Start of Records provided
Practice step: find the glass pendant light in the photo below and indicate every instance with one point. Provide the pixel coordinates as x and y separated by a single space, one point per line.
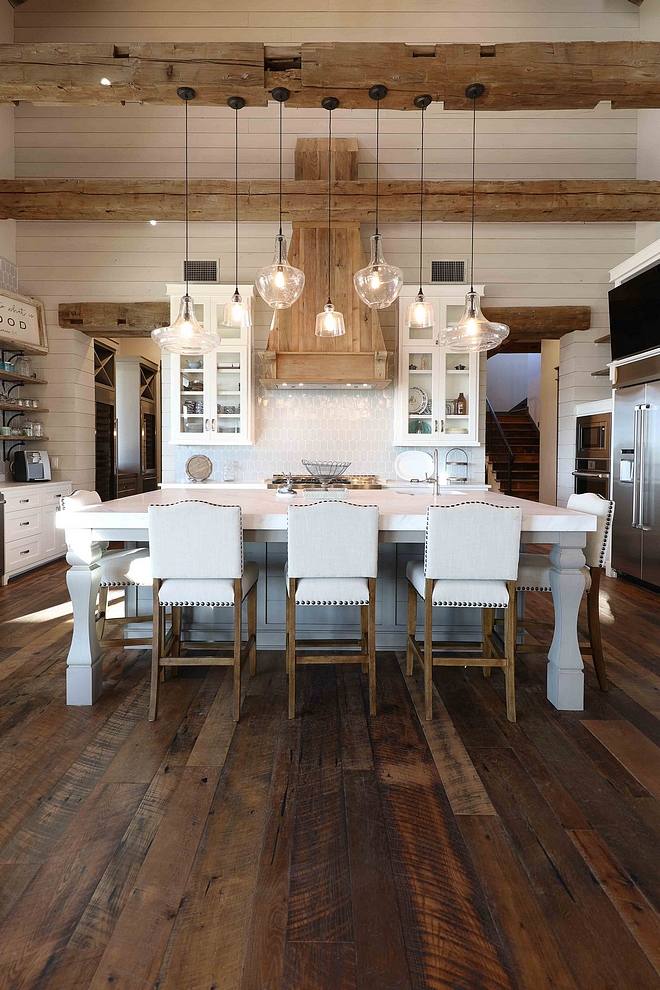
379 284
186 335
473 332
419 313
237 312
329 323
280 284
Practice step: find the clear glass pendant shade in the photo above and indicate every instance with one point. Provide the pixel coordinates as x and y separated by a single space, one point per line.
186 335
237 312
473 332
280 284
379 284
420 313
330 323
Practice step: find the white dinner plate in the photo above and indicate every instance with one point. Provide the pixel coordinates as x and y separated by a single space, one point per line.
413 465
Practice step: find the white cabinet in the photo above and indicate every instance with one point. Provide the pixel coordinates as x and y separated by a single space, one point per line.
212 400
432 382
31 535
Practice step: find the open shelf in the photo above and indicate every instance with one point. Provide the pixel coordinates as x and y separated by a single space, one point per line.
9 376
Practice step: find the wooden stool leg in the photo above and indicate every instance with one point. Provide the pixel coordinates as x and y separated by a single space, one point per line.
510 626
155 656
428 649
238 636
372 645
291 644
364 638
593 618
487 623
411 628
252 627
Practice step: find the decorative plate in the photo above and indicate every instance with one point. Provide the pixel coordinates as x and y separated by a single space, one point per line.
418 400
198 467
413 465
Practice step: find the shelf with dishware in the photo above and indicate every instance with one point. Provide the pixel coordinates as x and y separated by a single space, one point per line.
212 393
437 399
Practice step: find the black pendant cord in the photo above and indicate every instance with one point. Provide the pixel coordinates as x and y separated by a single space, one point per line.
186 187
474 156
421 202
329 199
236 192
377 159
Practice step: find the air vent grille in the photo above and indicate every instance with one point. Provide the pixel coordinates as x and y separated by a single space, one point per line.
200 271
448 271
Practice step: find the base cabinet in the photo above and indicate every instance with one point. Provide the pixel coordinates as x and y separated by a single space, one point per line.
31 534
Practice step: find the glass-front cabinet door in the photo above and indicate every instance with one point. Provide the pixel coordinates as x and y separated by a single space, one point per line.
211 394
437 399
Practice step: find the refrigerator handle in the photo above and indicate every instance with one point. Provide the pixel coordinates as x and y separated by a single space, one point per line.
635 513
642 459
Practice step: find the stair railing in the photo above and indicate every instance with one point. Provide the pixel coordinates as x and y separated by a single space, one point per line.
492 423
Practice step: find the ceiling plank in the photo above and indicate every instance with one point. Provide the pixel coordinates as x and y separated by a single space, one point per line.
551 200
536 75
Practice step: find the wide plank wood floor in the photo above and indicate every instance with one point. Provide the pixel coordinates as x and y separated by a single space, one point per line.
336 851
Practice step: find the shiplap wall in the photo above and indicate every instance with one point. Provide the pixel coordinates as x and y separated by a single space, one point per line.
526 264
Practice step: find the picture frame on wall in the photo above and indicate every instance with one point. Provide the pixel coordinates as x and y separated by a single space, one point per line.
22 323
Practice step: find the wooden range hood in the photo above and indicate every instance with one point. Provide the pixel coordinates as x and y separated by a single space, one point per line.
294 356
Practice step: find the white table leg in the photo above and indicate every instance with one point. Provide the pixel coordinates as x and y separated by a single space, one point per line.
84 674
565 667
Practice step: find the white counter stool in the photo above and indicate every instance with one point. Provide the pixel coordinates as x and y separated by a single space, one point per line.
197 559
119 569
534 575
470 561
332 560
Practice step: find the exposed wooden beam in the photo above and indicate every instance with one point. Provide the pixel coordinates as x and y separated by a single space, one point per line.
528 324
552 200
537 75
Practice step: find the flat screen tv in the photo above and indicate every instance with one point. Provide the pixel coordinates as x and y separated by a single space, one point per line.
635 314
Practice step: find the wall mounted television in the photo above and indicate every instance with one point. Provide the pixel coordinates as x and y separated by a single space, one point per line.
635 314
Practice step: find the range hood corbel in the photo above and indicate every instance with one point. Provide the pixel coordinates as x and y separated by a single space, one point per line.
294 357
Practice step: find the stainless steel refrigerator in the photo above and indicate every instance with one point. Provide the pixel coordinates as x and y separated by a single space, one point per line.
636 470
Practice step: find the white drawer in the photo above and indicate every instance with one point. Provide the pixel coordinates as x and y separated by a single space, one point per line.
21 524
22 554
24 500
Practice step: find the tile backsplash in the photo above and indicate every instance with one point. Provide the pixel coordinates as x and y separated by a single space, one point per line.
330 425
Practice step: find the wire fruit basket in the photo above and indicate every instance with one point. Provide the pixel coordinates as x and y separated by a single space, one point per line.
326 471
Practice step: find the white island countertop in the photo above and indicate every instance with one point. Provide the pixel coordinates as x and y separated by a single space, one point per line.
264 510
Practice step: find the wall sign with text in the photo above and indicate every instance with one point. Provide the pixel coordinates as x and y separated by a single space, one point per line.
22 323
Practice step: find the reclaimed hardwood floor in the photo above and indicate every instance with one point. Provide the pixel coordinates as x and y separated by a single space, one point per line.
337 851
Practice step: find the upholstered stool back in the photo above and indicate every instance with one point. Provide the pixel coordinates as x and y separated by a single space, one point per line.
603 509
472 541
332 539
196 540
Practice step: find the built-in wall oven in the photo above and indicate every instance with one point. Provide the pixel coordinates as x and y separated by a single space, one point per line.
592 455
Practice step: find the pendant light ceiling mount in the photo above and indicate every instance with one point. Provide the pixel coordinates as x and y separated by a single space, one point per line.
329 323
186 335
379 284
420 314
280 284
473 332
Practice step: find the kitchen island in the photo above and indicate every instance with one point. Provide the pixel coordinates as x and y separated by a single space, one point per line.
402 523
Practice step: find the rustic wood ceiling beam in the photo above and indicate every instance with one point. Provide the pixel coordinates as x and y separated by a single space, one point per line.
536 75
551 200
528 324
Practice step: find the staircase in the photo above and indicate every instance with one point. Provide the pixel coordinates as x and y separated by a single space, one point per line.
513 436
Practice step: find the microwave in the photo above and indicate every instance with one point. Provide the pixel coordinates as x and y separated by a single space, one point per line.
593 437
End of Records provided
» Task statement
Find "Practice step: find the kitchen" in the records above. Repeat its line and every later line exactly, through the last one.

» Answer space
Practice step: find the kitchen island in the photo above and indicate every instance with one point. Provide the pixel coordinates as x and y separated by a single space, one point per line.
402 523
Practice step: find the rustic wood ceiling beam in the photo above and indicate every instance with one point. Provide the pixel coordinates as x and y separated by a single space, one point per line.
536 75
551 200
528 324
Practice step: find the staircase in the photo above and indicate every instance with one point. Provide the pixel coordinates as x and y separated by a single space, one point per line.
513 436
Practice step: find the microwave in the photo above and indicate every instance with one point. Provide the pixel coordinates as x and y separated by a single space, one point per line.
593 437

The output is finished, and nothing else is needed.